▶ **Задание 1**
Определите, согласуются ли с отрывком о налетах бомбардировщиков утверждения (а) «На время подготовки к задаче боевые действия были полностью прекращены», (б) «За две ночи экипажи четыре раза прорывались к цели» и (в) «Самолеты подходили к цели по заранее расписанному графику». На каждое ответьте «да» или «нет» и приведите решающие слова отрывка дословно.
▶ **Задание 2**
Напишите, пожалуйста, продолжение отрывка о налетах бомбардировщиков, начиная сразу после его последнего предложения.

▶ **Цитируемый отрывок**
"""
Провели партийные и комсомольские собрания. Летный и технический состав мобилизован – готов выполнять сложную боевую задачу.
Нужно заметить, что в войну нам не предоставлялось специального времени для подготовки к выполнению особо важных задач. Все шло и на этот раз, как всегда: не прерывались боевые действия, но велись они с меньшим напряжением.
Наконец все готово. Об этом доложено в вышестоящие инстанции. Команду долго ждать не пришлось. Она поступила неожиданно, и мы полетели на бомбардировку намеченных целей.
Просто сказать – полетели, да не очень-то просто преодолеть все преграды, приготовленные противником. А ведь два вылета в сутки! И не на второстепенную цель, где слабая ПВО!
Противовоздушная оборона на побережье Балтики была сильной, прорваться к цели, особенно первым самолетам, без подготовки вряд ли было возможно. Крупные важные объекты стратегического назначения противник защищал заградительным огнем. Перед бомбардировщиками вставала сплошная стена смертоносного огня. На малых и на больших высотах одновременно разрывались сотни снарядов различного калибра, тысячи трассирующих пуль летели в различных направлениях, ослепляя глаза, шарили по небу лучи прожекторов. На маршруте, на подходе к цели нас встречали истребители врага, они тоже вели огонь из пушек и пулеметов. Где-то в темноте были аэростаты заграждения. И все это направлено против наших бомбардировщиков. Прорваться к цели было нелегко.
Сложно передать картину воздушных боев, в которых участвовали дальние бомбардировщики. Представить даже трудно страшную картину воздушного штурма, а мы за две ночи четыре раза прорывались сквозь пекло войны.
Помогла хорошая, четкая организация. Теперь не сорок первый год, все продумано до мелочей. Самолетов в воздухе много, все они подходят к цели по заранее расписанному графику. Цель беспрерывно освещалась САБами.
И вот первые бомбы возмездия посыпались на зенитные батареи и аэродромы, откуда могли действовать истребители противник». И это позволило в последующем выполнить задачу блестяще. К концу бомбардирования на вторую ночь противовоздушная оборона врага была подавлена, заданные для бомбардирования объекты горели. Массированные налеты наших бомбардировщиков имели огромное значение.
О выполнении сложной задачи появилось немало материалов в печати. Один из репортажей написал наш старый и испытанный друг военный журналист С. Красильщик. Вот этот фронтовой материал.
"""
▶ **Исходные данные**
"""
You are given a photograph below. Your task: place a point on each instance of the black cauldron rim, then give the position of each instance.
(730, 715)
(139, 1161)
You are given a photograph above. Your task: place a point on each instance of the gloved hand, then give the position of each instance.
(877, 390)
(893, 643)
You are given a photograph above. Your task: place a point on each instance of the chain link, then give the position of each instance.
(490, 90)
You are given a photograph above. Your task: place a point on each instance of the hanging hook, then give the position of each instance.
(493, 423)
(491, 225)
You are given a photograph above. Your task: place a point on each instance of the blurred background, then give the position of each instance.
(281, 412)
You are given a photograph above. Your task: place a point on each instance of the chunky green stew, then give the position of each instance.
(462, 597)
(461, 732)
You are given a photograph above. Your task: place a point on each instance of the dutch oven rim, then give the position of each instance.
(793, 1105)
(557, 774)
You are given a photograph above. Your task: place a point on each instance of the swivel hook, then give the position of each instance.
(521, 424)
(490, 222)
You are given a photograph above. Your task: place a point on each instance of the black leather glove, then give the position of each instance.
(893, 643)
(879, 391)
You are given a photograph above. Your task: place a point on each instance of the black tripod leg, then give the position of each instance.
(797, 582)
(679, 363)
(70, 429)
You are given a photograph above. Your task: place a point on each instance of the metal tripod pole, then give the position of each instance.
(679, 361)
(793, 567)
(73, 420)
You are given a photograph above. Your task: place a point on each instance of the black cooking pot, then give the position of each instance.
"""
▶ **Ответ 1**
(а) Нет: «не прерывались боевые действия, но велись они с меньшим напряжением».
(б) Да: «мы за две ночи четыре раза прорывались сквозь пекло войны».
(в) Да: «все они подходят к цели по заранее расписанному графику».

▶ **Ответ 2**
«Аэродром одной части авиации дальнего действия. По огромному снежному полю рассредоточены самолеты. На фюзеляжах многих машин, с целью маскировки, окрашенных в белый цвет, четко выделяются надписи: «Беспощадный», «Мститель», «Отважный».
Тишина нарушается гулом запускаемых моторов. Техники в последний раз опробывают их, и члены экипажей занимают свои места. Один за другим самолеты рулят к старту. Взлетают летчики Харитонов, Коваль, Виноградов, Робуль, Чижов и другие.
Десятки экипажей уходят на выполнение боевого задания.
...За штурвалом нашего самолета – дважды Герой Советского Союза Александр Молодчий. Рядом с ним второй летчик гвардии младший лейтенант Петр Шелудько. Наша машина летит над ленинградской землей, недавно освобожденной от врага. Исключительно ясная погода облегчает ориентировку. Хорошо просматриваются железные, шоссейные дороги. По мере того, как мы набираем высоту, понижается температура. Холод достигает 46 градусов ниже нуля.
В составе экипажа – ленинградец, воздушный стрелок Васильев. Семья Алексея Васильева погибла в осажденном городе от голода.
Позади уже остались многие сотни километров. Приближаемся к Финскому заливу. Резко выделяется береговая линия. Летим над заливом, а вдали, на том берегу, уже видна цель.
Интенсивно бьет зенитная артиллерия противника, по небу шарят десятки прожекторов. Лавируя среди зенитного огня, Молодчий ведет самолет к намеченному объекту. Пройдена зона заградительного огня. Прожекторы на короткое время поймали нашу машину, начинают бить зенитки, огненно-красные шары совсем рядом, отчетливо слышен грохот разрывов.